_DIRECTIONS_
A – Reproduce the stretch of the Mammaliicoccus sciuri article from "Species of bacterium" through "humans, and plants.", word for word.
B – According to the Mammaliicoccus sciuri article, which gene was originally found in M. sciuri?

_EXERCISE PASSAGE_
>>>>

Mammaliicoccus sciuri

Scientific classification
- Domain: Bacteria
- Kingdom: Bacillati
- Phylum: Bacillota
- Class: Bacilli
- Order: Bacillales
- Family: Staphylococcaceae
- Genus: Mammaliicoccus
- Species: M. sciuri
- Binomial name: Mammaliicoccus sciuri Madhaiyan et al. 2020

= Mammaliicoccus sciuri =

- Genus: Mammaliicoccus
- Species: sciuri
- Authority: Madhaiyan et al. 2020

Species of bacterium

Mammaliicoccus sciuri, previously Staphylococcus sciuri, is a Gram-positive, oxidase-positive, coagulase-negative member of the bacterial genus Mammaliicoccus consisting of clustered cocci. The type subspecies M. sciuri subsp. sciuri was originally known as Staphylococcus sciuri subsp. sciuri and used to categorize 35 strains shown to use cellobiose, galactose, sucrose, and glycerol. M. sciuri species have been found to carry genes that can be transmitted to other bacteria, increasing their pathogenicity. M. sciuri has been found in a wide range of environments, including domestic and wild animals, humans, and plants.

The mecA gene was originally found in M. sciuri. An undefined function in this gene can be recruited for antibiotic resistance under certain conditions of drug selection.

In 2020, Madhaiyan et al. renamed the genus for M. sciuri from Staphylococcus to Mammaliicoccus.

<<<<

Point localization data
>>>>

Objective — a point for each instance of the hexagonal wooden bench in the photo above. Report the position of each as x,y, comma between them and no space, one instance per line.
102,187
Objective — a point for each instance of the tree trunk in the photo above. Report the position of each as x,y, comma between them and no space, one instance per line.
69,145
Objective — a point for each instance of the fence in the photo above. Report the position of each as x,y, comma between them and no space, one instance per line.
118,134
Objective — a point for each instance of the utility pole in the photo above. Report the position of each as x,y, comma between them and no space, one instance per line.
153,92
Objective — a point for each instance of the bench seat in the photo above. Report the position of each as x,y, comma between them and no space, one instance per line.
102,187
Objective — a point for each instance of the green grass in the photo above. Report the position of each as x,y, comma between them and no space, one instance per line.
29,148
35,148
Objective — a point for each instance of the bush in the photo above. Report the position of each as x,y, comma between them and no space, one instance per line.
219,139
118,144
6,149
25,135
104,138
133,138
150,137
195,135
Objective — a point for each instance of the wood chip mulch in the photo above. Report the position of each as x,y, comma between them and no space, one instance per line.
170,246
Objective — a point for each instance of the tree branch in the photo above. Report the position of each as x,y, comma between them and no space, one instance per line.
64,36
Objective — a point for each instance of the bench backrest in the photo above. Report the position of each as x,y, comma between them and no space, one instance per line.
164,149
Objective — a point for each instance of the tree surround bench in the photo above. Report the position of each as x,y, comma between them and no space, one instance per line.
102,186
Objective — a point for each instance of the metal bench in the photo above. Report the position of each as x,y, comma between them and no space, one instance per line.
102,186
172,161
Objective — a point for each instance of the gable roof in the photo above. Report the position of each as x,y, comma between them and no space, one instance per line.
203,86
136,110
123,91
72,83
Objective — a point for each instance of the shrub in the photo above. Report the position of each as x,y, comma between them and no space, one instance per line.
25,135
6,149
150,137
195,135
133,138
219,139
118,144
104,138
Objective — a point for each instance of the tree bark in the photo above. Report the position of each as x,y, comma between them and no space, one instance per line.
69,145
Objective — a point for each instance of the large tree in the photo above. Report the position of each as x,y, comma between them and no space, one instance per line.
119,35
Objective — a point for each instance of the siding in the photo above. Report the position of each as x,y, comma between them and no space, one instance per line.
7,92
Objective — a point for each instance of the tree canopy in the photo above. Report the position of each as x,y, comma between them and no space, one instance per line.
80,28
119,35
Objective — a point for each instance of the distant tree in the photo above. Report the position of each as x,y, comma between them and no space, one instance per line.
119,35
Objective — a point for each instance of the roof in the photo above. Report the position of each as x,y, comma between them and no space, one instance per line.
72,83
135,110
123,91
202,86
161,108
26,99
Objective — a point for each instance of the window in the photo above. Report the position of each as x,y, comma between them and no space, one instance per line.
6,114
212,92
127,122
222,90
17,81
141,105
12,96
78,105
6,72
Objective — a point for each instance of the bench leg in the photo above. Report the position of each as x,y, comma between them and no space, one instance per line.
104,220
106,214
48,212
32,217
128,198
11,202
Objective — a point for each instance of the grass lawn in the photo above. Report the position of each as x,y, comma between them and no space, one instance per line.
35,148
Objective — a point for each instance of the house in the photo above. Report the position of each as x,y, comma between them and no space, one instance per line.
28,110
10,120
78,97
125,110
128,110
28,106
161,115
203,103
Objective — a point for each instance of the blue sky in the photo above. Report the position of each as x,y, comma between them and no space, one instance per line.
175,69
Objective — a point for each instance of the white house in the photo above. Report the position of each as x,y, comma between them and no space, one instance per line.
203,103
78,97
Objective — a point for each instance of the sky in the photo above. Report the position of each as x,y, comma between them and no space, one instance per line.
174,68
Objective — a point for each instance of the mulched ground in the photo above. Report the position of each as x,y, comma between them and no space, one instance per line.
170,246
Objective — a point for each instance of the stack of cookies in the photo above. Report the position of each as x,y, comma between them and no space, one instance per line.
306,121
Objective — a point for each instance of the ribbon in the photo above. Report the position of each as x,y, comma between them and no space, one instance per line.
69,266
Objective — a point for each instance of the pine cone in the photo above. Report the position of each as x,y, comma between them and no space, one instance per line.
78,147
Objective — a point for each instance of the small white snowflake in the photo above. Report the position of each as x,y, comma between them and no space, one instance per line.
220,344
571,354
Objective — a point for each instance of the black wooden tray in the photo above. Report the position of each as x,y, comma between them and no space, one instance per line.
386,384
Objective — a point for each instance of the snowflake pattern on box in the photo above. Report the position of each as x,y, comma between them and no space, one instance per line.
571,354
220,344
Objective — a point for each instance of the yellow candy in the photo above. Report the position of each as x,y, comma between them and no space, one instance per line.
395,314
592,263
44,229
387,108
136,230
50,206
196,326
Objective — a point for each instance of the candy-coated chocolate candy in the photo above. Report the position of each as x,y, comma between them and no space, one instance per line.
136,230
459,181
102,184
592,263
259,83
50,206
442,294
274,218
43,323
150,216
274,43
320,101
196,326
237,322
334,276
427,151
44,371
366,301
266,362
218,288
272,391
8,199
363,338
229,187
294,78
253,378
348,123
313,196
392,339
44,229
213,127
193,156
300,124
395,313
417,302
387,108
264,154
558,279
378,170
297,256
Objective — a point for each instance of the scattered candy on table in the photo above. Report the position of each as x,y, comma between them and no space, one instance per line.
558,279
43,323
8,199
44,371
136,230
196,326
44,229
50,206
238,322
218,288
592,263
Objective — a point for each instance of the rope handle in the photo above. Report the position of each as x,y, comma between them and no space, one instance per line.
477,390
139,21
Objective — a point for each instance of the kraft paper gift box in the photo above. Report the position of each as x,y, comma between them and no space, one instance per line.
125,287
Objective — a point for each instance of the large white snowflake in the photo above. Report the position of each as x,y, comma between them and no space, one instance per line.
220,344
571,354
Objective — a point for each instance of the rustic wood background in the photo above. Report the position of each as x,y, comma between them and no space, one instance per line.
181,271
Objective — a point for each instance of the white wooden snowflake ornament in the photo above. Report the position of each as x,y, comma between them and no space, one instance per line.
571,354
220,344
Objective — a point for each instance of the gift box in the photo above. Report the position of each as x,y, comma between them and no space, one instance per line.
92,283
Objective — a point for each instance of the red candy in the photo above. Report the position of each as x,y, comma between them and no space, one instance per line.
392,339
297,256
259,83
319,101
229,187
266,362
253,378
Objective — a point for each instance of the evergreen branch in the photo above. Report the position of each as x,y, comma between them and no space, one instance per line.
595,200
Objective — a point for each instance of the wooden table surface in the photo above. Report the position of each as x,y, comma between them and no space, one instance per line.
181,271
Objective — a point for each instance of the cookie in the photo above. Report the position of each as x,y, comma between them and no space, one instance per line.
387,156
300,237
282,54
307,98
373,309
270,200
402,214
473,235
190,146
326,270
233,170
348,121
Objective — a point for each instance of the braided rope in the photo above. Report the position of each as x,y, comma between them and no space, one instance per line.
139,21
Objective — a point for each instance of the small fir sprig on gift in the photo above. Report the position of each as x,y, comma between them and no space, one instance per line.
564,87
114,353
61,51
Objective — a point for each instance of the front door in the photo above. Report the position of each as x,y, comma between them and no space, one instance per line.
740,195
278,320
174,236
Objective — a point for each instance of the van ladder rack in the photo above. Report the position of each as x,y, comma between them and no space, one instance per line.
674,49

<<<<

_RESULTS OF THE TASKS_
A –
Species of bacterium

Mammaliicoccus sciuri, previously Staphylococcus sciuri, is a Gram-positive, oxidase-positive, coagulase-negative member of the bacterial genus Mammaliicoccus consisting of clustered cocci. The type subspecies M. sciuri subsp. sciuri was originally known as Staphylococcus sciuri subsp. sciuri and used to categorize 35 strains shown to use cellobiose, galactose, sucrose, and glycerol. M. sciuri species have been found to carry genes that can be transmitted to other bacteria, increasing their pathogenicity. M. sciuri has been found in a wide range of environments, including domestic and wild animals, humans, and plants.

B – The mecA gene.